__WHAT TO PRODUCE__: After locating the line that contains "Can you see the handbag" in the following entries, reproduce it and each later line exactly, including the last.

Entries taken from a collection
================================

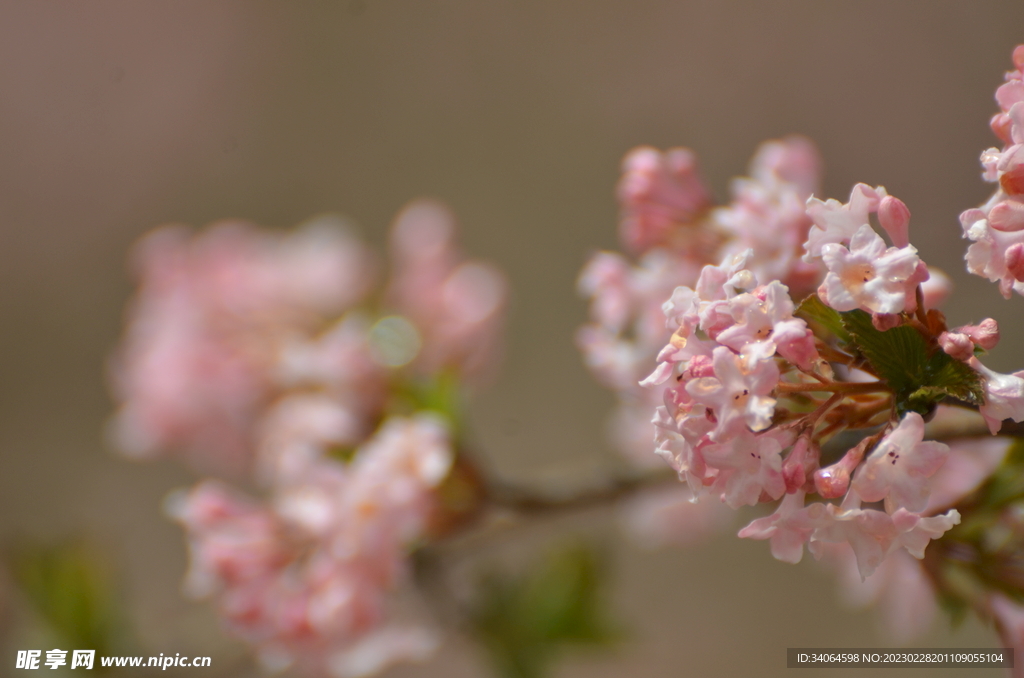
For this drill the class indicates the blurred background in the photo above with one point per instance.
(117, 117)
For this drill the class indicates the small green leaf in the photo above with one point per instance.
(825, 319)
(920, 375)
(526, 622)
(72, 587)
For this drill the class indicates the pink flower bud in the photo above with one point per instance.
(985, 334)
(832, 482)
(895, 218)
(1000, 125)
(700, 366)
(801, 463)
(883, 322)
(1012, 170)
(1007, 215)
(1015, 261)
(956, 345)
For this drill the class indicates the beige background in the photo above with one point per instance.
(118, 117)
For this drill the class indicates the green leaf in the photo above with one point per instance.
(71, 587)
(1006, 485)
(920, 375)
(821, 318)
(526, 622)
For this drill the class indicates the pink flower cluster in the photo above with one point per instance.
(670, 223)
(996, 228)
(752, 404)
(265, 357)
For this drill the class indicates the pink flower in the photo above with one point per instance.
(868, 276)
(456, 305)
(899, 588)
(658, 193)
(750, 465)
(766, 315)
(670, 516)
(971, 461)
(1004, 395)
(868, 532)
(767, 213)
(914, 533)
(309, 578)
(211, 314)
(836, 222)
(788, 527)
(738, 393)
(899, 467)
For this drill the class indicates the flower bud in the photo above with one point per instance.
(956, 345)
(1007, 216)
(883, 322)
(984, 334)
(1015, 261)
(1012, 170)
(833, 481)
(895, 218)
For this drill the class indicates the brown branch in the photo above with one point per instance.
(529, 501)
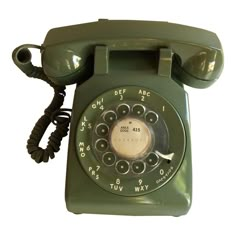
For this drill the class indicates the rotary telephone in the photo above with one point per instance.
(129, 146)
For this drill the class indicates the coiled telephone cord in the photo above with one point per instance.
(52, 114)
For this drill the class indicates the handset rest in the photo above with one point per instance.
(67, 52)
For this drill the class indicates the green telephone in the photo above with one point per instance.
(129, 145)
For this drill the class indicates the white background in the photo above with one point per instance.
(32, 196)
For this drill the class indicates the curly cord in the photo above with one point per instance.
(53, 114)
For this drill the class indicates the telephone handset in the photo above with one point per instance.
(129, 146)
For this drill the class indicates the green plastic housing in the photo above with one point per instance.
(83, 195)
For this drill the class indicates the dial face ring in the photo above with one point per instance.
(125, 137)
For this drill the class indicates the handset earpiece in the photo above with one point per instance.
(202, 68)
(22, 58)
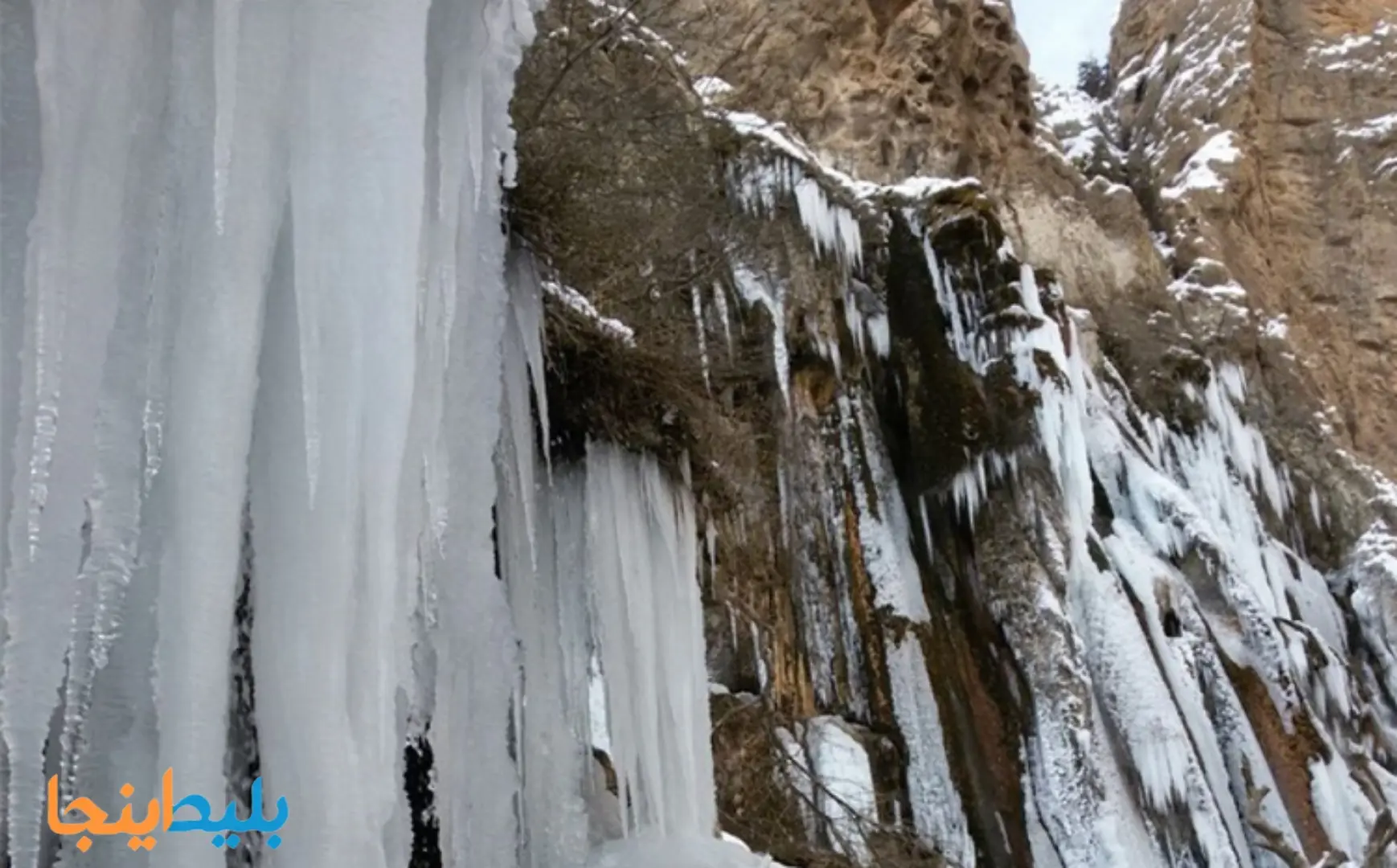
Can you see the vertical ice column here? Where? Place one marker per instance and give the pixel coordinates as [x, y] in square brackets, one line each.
[217, 340]
[473, 52]
[90, 113]
[18, 194]
[547, 597]
[645, 563]
[331, 590]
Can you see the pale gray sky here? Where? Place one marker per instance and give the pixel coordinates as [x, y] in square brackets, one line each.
[1063, 32]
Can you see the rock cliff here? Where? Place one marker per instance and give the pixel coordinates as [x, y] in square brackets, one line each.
[1039, 439]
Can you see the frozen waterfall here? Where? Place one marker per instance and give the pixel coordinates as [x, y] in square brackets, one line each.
[257, 329]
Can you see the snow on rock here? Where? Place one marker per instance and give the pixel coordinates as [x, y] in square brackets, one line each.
[846, 797]
[1199, 172]
[580, 304]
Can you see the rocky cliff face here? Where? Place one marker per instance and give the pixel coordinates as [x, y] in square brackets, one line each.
[1044, 520]
[1264, 134]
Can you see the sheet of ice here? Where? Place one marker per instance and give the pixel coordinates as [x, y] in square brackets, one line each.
[645, 565]
[677, 852]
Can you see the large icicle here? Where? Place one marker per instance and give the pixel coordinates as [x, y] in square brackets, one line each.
[73, 289]
[650, 622]
[547, 584]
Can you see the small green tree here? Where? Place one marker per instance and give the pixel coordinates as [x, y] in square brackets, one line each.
[1094, 79]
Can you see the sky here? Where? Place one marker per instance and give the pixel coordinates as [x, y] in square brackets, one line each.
[1063, 32]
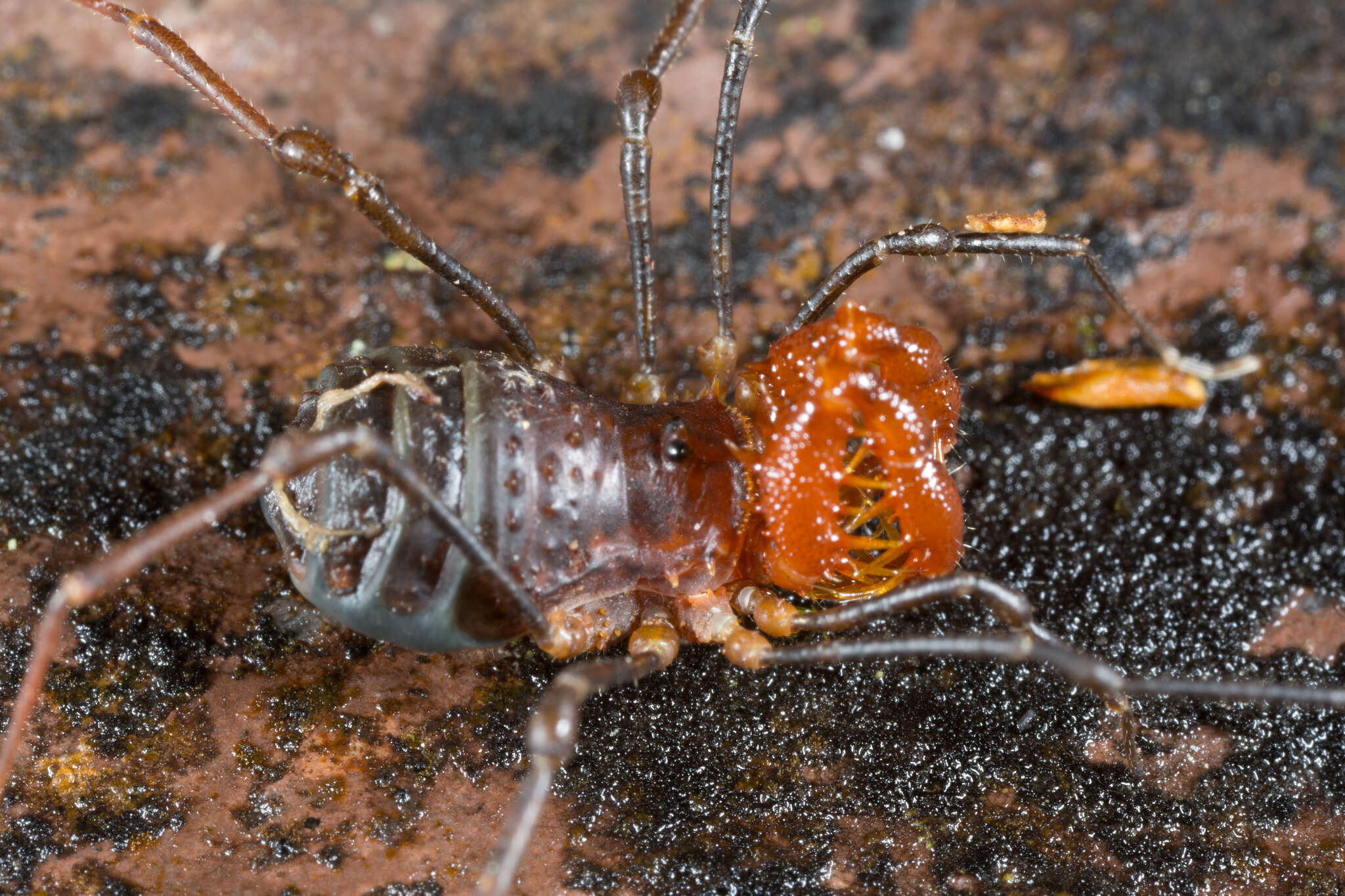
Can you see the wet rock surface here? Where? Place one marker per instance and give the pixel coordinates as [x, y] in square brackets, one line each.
[165, 292]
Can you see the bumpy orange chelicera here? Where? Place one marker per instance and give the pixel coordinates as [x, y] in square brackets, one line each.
[856, 416]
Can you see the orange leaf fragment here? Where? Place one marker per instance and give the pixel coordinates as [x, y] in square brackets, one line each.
[1121, 383]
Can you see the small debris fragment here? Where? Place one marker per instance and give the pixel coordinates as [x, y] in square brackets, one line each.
[1121, 383]
[997, 222]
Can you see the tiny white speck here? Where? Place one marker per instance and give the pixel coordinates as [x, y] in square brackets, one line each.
[892, 139]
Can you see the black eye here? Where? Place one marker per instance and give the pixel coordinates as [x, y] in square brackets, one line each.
[674, 444]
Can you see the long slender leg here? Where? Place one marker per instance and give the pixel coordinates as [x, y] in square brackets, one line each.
[553, 730]
[288, 456]
[310, 154]
[1079, 668]
[638, 101]
[933, 240]
[1032, 644]
[780, 618]
[720, 356]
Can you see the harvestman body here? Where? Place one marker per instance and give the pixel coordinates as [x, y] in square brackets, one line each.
[443, 500]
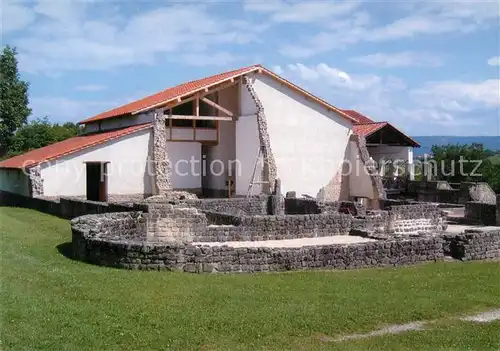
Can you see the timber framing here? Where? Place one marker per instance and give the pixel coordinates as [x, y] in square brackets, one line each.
[235, 80]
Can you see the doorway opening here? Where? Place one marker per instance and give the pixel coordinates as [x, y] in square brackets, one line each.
[97, 181]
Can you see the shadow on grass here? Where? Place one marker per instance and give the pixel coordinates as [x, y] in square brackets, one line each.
[66, 250]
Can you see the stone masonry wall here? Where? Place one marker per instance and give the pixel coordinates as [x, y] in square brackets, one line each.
[35, 181]
[407, 219]
[197, 259]
[270, 163]
[481, 213]
[167, 222]
[257, 228]
[163, 167]
[255, 205]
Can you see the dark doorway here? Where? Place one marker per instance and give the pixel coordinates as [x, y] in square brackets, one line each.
[97, 182]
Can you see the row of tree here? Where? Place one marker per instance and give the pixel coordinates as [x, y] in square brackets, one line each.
[17, 135]
[467, 163]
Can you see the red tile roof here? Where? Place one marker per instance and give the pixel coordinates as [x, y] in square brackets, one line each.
[186, 89]
[68, 146]
[368, 129]
[171, 94]
[366, 126]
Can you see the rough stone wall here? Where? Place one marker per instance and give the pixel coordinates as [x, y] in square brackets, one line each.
[163, 167]
[127, 198]
[269, 161]
[371, 166]
[481, 213]
[473, 245]
[498, 210]
[167, 222]
[35, 181]
[338, 187]
[410, 219]
[257, 228]
[310, 206]
[196, 259]
[255, 205]
[479, 192]
[402, 220]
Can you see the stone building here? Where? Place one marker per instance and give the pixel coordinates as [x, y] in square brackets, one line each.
[232, 134]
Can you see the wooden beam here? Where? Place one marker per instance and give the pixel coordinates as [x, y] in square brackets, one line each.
[191, 98]
[201, 118]
[188, 97]
[217, 106]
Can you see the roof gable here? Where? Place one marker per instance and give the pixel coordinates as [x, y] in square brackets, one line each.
[366, 127]
[176, 93]
[68, 146]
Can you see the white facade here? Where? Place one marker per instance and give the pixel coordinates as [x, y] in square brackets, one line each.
[127, 167]
[402, 154]
[307, 140]
[360, 182]
[14, 181]
[185, 158]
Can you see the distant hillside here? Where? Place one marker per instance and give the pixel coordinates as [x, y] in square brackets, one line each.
[492, 143]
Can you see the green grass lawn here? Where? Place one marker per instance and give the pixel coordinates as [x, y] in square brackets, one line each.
[52, 302]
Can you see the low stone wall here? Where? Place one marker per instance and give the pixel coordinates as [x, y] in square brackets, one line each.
[473, 245]
[67, 208]
[415, 218]
[402, 220]
[167, 222]
[257, 228]
[189, 258]
[255, 205]
[311, 206]
[481, 213]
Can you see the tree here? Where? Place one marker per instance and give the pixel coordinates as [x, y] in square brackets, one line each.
[39, 133]
[14, 110]
[458, 163]
[477, 165]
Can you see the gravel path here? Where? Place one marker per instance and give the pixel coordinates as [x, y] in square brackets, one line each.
[325, 240]
[484, 317]
[459, 228]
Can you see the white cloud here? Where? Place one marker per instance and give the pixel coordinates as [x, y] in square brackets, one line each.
[62, 109]
[14, 16]
[417, 111]
[75, 36]
[302, 12]
[90, 87]
[494, 61]
[331, 76]
[209, 59]
[399, 59]
[427, 18]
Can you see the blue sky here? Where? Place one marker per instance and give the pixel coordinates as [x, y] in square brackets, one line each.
[432, 68]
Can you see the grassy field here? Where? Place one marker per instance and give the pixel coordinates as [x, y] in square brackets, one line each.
[51, 302]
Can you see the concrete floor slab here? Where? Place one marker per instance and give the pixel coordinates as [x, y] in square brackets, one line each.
[318, 241]
[460, 228]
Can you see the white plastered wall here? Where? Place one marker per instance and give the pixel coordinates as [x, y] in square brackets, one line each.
[14, 181]
[127, 167]
[360, 182]
[118, 122]
[185, 158]
[220, 158]
[393, 153]
[247, 144]
[307, 140]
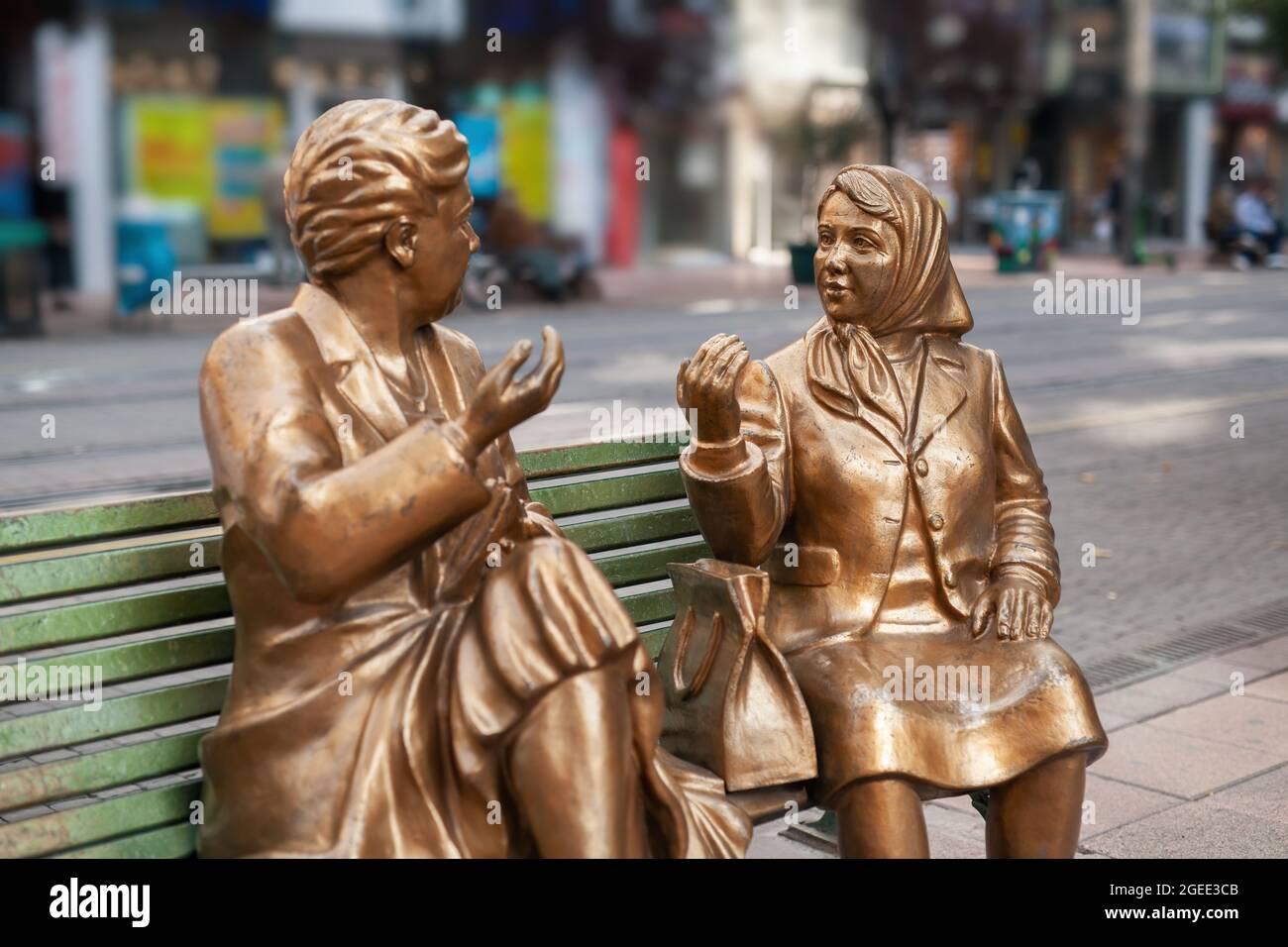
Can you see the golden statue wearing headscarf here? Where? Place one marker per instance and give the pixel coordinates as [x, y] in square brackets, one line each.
[879, 472]
[424, 665]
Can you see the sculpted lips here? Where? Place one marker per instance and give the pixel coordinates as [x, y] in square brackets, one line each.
[835, 289]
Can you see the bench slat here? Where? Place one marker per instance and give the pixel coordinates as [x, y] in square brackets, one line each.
[35, 579]
[86, 621]
[653, 641]
[171, 841]
[60, 527]
[648, 566]
[610, 492]
[648, 607]
[98, 771]
[632, 530]
[149, 710]
[44, 835]
[558, 462]
[63, 527]
[149, 659]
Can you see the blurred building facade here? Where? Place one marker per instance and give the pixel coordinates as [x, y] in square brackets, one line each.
[642, 128]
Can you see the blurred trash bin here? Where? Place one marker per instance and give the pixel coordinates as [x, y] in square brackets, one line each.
[1025, 230]
[803, 263]
[21, 248]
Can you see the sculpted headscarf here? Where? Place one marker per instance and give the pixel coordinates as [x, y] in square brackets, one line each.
[846, 368]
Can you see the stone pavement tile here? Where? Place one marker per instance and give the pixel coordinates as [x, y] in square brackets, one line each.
[954, 834]
[1263, 796]
[1194, 830]
[1253, 661]
[1247, 722]
[1180, 764]
[768, 841]
[1270, 688]
[1271, 655]
[1117, 802]
[1155, 696]
[960, 804]
[1115, 722]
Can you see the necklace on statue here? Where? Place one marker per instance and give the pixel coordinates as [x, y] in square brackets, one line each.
[417, 399]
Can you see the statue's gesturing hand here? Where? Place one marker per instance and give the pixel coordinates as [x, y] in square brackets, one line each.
[1020, 609]
[707, 384]
[501, 402]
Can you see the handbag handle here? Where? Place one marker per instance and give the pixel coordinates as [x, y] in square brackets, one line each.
[682, 650]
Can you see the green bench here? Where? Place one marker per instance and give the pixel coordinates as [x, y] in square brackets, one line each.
[134, 589]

================================

__EXPECTED OUTPUT__:
Can you see the handbag handle here? Where? Place one marker per instance and give the pixel coordinates as [x, y] in square brackets, one line each.
[682, 650]
Can you see the green bench here? Where? Place one marker per instance and give the pixel coordinates as [x, y] in square brackets, one line each.
[134, 589]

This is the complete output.